Data drawn from a collection:

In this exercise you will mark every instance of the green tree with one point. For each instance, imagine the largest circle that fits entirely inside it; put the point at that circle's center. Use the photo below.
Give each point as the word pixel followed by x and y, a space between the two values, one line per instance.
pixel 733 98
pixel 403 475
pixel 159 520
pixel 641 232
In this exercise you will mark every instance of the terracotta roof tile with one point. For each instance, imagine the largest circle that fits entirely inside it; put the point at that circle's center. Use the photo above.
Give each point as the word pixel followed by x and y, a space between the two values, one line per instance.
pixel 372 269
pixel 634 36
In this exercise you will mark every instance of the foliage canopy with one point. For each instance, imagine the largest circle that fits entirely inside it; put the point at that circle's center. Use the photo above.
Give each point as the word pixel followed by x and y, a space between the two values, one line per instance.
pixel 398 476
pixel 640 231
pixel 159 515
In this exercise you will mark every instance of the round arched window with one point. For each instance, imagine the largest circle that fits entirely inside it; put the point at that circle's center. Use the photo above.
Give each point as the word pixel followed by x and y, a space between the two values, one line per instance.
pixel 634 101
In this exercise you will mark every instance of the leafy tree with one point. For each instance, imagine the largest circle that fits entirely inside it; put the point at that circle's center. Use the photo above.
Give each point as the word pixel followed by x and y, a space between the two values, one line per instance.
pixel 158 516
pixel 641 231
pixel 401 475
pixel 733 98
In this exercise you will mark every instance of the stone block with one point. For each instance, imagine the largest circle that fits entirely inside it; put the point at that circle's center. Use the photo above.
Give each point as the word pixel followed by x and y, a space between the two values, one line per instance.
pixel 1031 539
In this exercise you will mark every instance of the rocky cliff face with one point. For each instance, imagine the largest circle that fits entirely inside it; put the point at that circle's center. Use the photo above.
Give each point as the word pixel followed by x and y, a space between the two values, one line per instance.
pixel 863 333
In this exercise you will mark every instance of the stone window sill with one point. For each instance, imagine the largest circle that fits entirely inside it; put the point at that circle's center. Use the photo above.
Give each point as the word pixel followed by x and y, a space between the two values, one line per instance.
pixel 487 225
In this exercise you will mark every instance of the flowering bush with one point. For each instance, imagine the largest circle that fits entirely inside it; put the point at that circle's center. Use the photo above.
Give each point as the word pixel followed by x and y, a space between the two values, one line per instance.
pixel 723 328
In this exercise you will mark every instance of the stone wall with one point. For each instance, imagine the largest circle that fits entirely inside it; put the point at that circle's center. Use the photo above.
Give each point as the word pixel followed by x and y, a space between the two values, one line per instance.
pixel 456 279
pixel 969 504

• WHAT TO PRODUCE:
Render the entire listing above as a JSON list of strings, one string per line, omitting any blank lines.

• SOLUTION TO THE PROBLEM:
[
  "In this exercise you will mark every instance of the green tree with one point. For each instance, imagine the largest circle that fits entirely inside it; put the point at that circle's center. Use the photo below.",
  "Give each point as the word pixel followed by x and y, a space between the two values, one line per instance.",
  "pixel 733 98",
  "pixel 403 475",
  "pixel 159 520",
  "pixel 641 232",
  "In this exercise you will mark every instance of the terracotta roof tile with one point. For each instance, imagine the largest circle that fits entirely inside it; put the point at that circle's center. Use the photo above.",
  "Give each point as the word pixel followed by x and y, a space between the two values, one line per instance.",
  "pixel 372 269",
  "pixel 634 36",
  "In this exercise you will mark every instance of the foliage canopy with one point. For each instance, imagine the largest circle that fits entirely inside it; put the point at that circle's center. Use the photo above.",
  "Give each point as the word pixel followed by x and y, a space between the two values, one line per instance.",
  "pixel 398 476",
  "pixel 640 231",
  "pixel 159 515",
  "In this exercise you will mark every instance of the round arched window with one point. For each instance, imagine the largest circle that fits entirely inside it; put the point at that circle's center. Use the photo above.",
  "Give each point as the word pixel followed by x and y, a space between the two values, one line per instance.",
  "pixel 634 101",
  "In this exercise you will mark every instance of the leafy tree with one point. For each instance, imagine the largest circle that fits entirely inside it; put the point at that circle's center. Use the photo above.",
  "Give each point as the word pixel followed by x and y, a space between the two values, one line per instance.",
  "pixel 158 516",
  "pixel 641 231",
  "pixel 401 475",
  "pixel 733 98",
  "In this exercise you will mark every instance of the stone block with one point. For each instance, imagine the largest circle that fits entirely inside it; put the point at that circle's center. Use the photo above.",
  "Give each point as the word pixel followed by x and y, a space between the two values, one line per instance.",
  "pixel 1031 539",
  "In this exercise you will mark every instance of the rocky cliff face with one point. For each instance, imagine the largest circle that fits entirely inside it; put the point at that circle's center. Use the photo above.",
  "Give each point as the word pixel followed by x and y, a space between the two values, one line per instance.",
  "pixel 863 333",
  "In this exercise you will mark every instance of the stone window sill with one point. For each instance, imagine the largest circle that fits entirely inside it; put the point at that circle's center. Use the photo above.",
  "Give each point as the word pixel followed by x and y, a space between the two values, one line per instance.",
  "pixel 487 225",
  "In this exercise you will mark every instance of the flowering bush with one point. For each instance, imagine the largest circle that fits entirely inside it; put the point at that circle's center. Use the photo above.",
  "Give each point as the word pixel followed by x and y, a space between the two values, one line per instance.",
  "pixel 723 328",
  "In this exercise you will mark every instance of the stone wall with one point. For each instance, imagine the largest circle that fits entirely inside it; put the point at that circle's center. Use the photo above.",
  "Give each point as the word pixel followed by x and y, a space between the two values, one line per instance.",
  "pixel 456 279",
  "pixel 969 504"
]